**Exercises to complete**
• A. Using the blog post, explain in one to three sentences why there will be no photo booth at Wiscon this year.
• B. In the blog post, rename "Wiscon" to "WisCon" and reproduce everything from "Hair. Getting long" down to "an LJ/Facebook party.".
• C. Give what follows the last sentence of the blog post.
### Source document ###
Comets. I recently saw my fifth. Some people don't believe me when I say I saw comet Kohoutek in January, 1974, but I really did. I didn't see another till Hyakutake in March of 1996. Then Hale-Bopp in 1997, everyone saw that one, it was in the sky for months. Comet McNaught made a brief appearance in the the northern hemisphere in January, 2007, and Luke and I were lucky to catch it. Then it went around the sun and went ape-shit for people below the equator. A few months ago I started hearing about comet Pan-STARRS, and as soon as it was reported to be visible in our area, we went looking for it. It was pretty dinky, and you needed binoculars to see it, but that still counts in my book.

Hair. Getting long and driving me crazy, but I'm not ready to chop it off yet. I love how long it is, but I hate how it looks, if that even makes any sense..

Wiscon plans. I haz them. I'm flying into Madison on May 15th, nice and early so I can spend some extra time with the folks. Luke is busy with school, and won't be coming to Wiscon this year. That means no photo booth, unless someone else does it. I hope people still dress up on Sunday night, because I'm planning to! Also, I'm not going to do an LJ/Facebook party.
### Input data ###
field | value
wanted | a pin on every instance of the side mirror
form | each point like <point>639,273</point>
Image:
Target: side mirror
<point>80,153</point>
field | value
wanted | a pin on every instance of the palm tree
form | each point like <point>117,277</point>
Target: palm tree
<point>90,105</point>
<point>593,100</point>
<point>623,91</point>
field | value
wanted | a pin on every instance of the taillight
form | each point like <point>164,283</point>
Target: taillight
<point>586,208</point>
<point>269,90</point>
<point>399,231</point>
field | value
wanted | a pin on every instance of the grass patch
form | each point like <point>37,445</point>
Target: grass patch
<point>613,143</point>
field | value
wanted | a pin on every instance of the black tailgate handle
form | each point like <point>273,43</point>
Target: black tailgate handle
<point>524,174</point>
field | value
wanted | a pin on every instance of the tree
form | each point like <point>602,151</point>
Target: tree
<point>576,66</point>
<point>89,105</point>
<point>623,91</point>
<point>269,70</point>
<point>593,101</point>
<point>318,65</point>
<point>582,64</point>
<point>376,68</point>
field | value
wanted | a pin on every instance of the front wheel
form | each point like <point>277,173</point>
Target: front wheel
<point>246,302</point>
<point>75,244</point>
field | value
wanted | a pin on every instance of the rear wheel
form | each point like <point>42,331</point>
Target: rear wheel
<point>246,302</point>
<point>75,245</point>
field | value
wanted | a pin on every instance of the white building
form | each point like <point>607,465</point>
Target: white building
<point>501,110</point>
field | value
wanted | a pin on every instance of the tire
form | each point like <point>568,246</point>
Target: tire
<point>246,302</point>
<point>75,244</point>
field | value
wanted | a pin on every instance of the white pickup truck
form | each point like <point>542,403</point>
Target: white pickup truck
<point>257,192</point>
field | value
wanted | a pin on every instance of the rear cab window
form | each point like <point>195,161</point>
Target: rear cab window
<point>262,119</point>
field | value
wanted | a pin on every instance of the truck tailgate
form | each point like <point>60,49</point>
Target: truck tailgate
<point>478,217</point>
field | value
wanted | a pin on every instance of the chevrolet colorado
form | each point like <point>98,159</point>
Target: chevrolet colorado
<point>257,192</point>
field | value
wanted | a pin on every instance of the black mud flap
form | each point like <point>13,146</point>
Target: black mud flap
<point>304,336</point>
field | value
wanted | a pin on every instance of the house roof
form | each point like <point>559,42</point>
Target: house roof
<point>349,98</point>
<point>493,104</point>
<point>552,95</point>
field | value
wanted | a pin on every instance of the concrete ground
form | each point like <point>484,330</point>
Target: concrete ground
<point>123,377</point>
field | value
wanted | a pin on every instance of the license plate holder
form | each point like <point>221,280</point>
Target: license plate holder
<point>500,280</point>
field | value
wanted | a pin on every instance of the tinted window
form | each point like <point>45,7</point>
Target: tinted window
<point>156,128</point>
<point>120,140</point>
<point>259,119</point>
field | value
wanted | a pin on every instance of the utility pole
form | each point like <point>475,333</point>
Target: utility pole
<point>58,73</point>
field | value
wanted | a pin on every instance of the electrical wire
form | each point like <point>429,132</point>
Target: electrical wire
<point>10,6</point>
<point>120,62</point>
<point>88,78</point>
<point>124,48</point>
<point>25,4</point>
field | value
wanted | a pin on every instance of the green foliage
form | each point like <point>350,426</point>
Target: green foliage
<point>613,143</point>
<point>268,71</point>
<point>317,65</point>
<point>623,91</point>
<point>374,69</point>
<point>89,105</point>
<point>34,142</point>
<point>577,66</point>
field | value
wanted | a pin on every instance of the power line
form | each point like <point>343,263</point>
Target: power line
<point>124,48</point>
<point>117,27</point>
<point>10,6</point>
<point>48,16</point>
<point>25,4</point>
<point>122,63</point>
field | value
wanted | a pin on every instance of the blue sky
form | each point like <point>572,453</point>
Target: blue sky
###
**Written answers**
• A. Luke is busy with school and won't be coming to Wiscon this year. So there will be no photo booth unless someone else does it.

• B.
Hair. Getting long and driving me crazy, but I'm not ready to chop it off yet. I love how long it is, but I hate how it looks, if that even makes any sense..

WisCon plans. I haz them. I'm flying into Madison on May 15th, nice and early so I can spend some extra time with the folks. Luke is busy with school, and won't be coming to WisCon this year. That means no photo booth, unless someone else does it. I hope people still dress up on Sunday night, because I'm planning to! Also, I'm not going to do an LJ/Facebook party.

• C.
Wiscon is going to be weird and different for me. Most of the time I'm there, I'm just LOOKING for people, and when I don't find them, I had Luke to go off and do something with. Not this year.
There are a few people who I consider friends, yet I always get the sense that they are only letting me hang around them because the TRULY COOL people they'd rather be around haven't shown up yet. My company is tolerated, but not sought out. I feel like I have to beg to be included. It happened more than once last year. It's going to be a challenge to not feel that way when I'm at the con alone. Imposter syndrome, and a whole bunch of other things are at work here.
Another Wiscon challenge will actually BE the finding of people. I don't tweet, and I barely text.

Which I guess leads to: things I don't do, don't know how to do, or don't know anything about.
*I do not have an i-pod, or any i-device for that matter.
*I'm ashamed to admit I only get XKCD about half the time.
*I guess if I'm going to be able to find people, and find out about things at Wiscon, I'm going to have to learn to tweet. What the hell do you do?

Still on a massive autobiography kick. I'm keeping a list of everything I've read.
*Rob Lowe
*Evan Handler
*Carrie Fisher
*William Shatner, a fun read.
*Betty White, another fun read.
*John Lithgow, incredible book. I've always liked him in TV and movies, and didn't know anything about him as a person. I had no idea he was a Tony-winning Broadway star, as well as a very good writer.
*John Ritter, written by his widow.
*Alison Arngrim, better known as Nellie Oleson from Little House on the Prairie. Another incredible book, a harrowing Hollywood tale, very well written.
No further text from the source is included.